Text-to-region grounding data
========================================================================

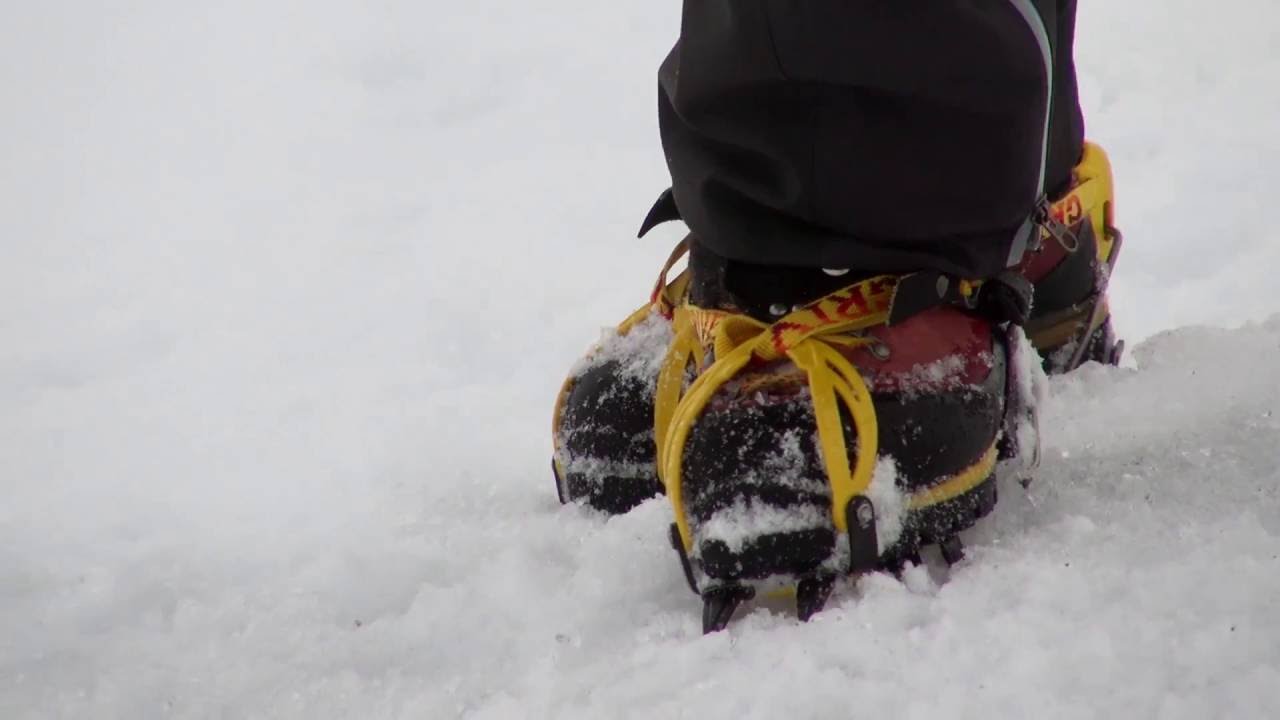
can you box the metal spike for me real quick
[939,535,965,566]
[1110,339,1126,367]
[702,586,753,634]
[796,576,836,622]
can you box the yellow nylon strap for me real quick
[653,311,704,476]
[659,330,755,547]
[650,239,691,317]
[788,342,878,532]
[655,275,899,552]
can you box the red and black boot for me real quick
[551,144,1122,631]
[551,239,1040,630]
[655,240,1040,632]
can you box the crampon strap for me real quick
[654,249,901,555]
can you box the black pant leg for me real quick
[655,0,1085,278]
[1046,0,1085,197]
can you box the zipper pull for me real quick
[1034,196,1080,253]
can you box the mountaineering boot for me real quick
[552,238,1042,627]
[551,245,690,514]
[656,239,1037,630]
[552,143,1123,513]
[551,143,1123,628]
[1020,142,1124,373]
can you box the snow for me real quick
[1004,326,1049,483]
[3,1,1280,718]
[698,500,830,556]
[885,353,972,398]
[866,458,907,552]
[569,310,673,391]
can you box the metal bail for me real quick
[845,495,879,574]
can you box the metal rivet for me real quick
[822,267,850,277]
[856,502,875,529]
[935,276,950,298]
[769,303,788,317]
[869,343,892,361]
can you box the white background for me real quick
[3,2,1279,717]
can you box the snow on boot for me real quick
[1020,141,1125,373]
[551,244,690,514]
[655,242,1042,630]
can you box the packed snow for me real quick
[4,1,1280,718]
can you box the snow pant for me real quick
[647,0,1085,280]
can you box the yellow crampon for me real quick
[653,272,903,554]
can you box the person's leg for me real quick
[1046,0,1087,199]
[653,1,1081,278]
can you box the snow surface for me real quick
[4,1,1280,718]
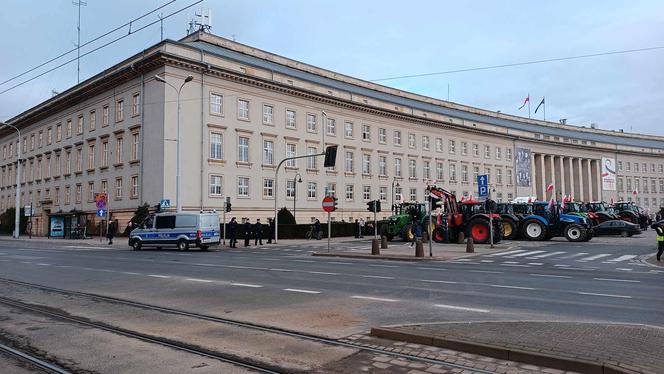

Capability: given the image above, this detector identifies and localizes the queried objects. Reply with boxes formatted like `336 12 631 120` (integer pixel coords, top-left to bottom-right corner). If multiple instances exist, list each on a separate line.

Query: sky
1 0 663 135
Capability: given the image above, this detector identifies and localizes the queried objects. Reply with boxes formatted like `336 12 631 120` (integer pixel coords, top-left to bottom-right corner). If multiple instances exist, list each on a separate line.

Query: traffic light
374 200 381 213
323 145 338 168
367 200 375 212
225 197 232 212
333 196 338 211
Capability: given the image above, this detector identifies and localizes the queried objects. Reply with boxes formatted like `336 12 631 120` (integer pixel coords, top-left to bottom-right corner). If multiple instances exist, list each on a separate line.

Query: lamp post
391 178 400 214
293 173 302 220
155 74 193 213
1 122 22 238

========================================================================

_Problem_.
With pictures omitted, reproduce exactly the lines from the line containing "can you box the packed snow for me real quick" through the end of the data above.

_Answer to this exercise_.
can you box the packed snow for me real quick
[4,1,1280,718]
can you box the snow pant for me real quick
[647,0,1085,280]
can you box the yellow crampon for me real quick
[653,272,903,554]
can you box the person's leg for me real quick
[1046,0,1087,199]
[653,1,1081,278]
can you box the snow surface for me real quick
[4,1,1280,718]

Capability: given the image above, this detector identifies and localizes the queried objects. Reply with boxes formatted like `336 12 631 120` (integer pixel coords, top-left to bottom-right corner). If multiple instances exist, list each on a separate line.

Query: sky
1 0 663 135
Capability: given the image above, this detector identifies and localizes the queried objects. Reply with boxes formatted like `336 12 631 120` (integer pixel coords, top-left to bottom-right corner). If multiple instances exist, list each on a separate line.

Query: traffic light
374 200 381 213
323 145 338 168
367 200 375 212
225 197 232 212
333 196 338 211
Capability: given the image above, this detector identifies and localizes the queried objects. Reply with boxes formatted like `336 12 631 120` (integer pixel coords, top-left to bottom-right corner). If multiple instances exist, list each on a separate line.

Query: lamp post
391 178 400 214
293 173 302 220
155 74 193 213
1 122 22 238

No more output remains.